_WRITTEN INSTRUCTION_
Write out the stretch of lines from the one containing "Please segment every instance of the yellow" through the end of the records, substituting "polygon" for "outline" and keeping everything else the same.

[Start of RAW DATA]

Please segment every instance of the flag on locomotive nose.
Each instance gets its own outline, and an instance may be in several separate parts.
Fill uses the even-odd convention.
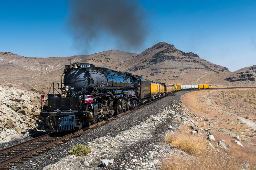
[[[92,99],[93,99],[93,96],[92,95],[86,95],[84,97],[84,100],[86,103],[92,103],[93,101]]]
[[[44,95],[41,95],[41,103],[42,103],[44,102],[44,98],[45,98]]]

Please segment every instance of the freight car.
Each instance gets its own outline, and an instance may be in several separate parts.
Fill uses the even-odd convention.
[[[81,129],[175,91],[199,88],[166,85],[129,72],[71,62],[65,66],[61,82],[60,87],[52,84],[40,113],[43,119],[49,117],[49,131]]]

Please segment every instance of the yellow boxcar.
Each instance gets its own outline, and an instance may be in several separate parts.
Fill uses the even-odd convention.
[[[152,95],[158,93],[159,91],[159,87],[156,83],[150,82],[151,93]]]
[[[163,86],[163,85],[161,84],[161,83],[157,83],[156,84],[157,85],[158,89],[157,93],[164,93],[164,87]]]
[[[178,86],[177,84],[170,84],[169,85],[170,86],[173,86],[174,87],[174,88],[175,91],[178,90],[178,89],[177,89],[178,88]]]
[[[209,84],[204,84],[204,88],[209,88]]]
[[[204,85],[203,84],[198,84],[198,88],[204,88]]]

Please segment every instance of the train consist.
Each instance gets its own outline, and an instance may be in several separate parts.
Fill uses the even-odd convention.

[End of RAW DATA]

_THE SOLUTION_
Please segment every instance of the yellow boxcar.
Each instance gets its own polygon, and an instance may be in several separate parts.
Fill uses the even-odd convention.
[[[152,95],[158,93],[159,91],[159,87],[156,83],[150,82],[151,93]]]
[[[163,86],[163,85],[161,84],[161,83],[157,83],[156,84],[157,85],[158,89],[157,93],[164,93],[164,87]]]
[[[178,86],[177,84],[170,84],[169,85],[170,86],[173,86],[174,87],[174,88],[175,91],[178,90],[178,89],[177,89],[178,88]]]
[[[209,84],[204,84],[204,88],[209,88]]]
[[[204,85],[203,84],[198,84],[198,88],[204,88]]]

Please segment every instance of the train consist.
Each instance gets its own polygon, and an instance may be in several separate parts.
Fill uses the even-odd convention.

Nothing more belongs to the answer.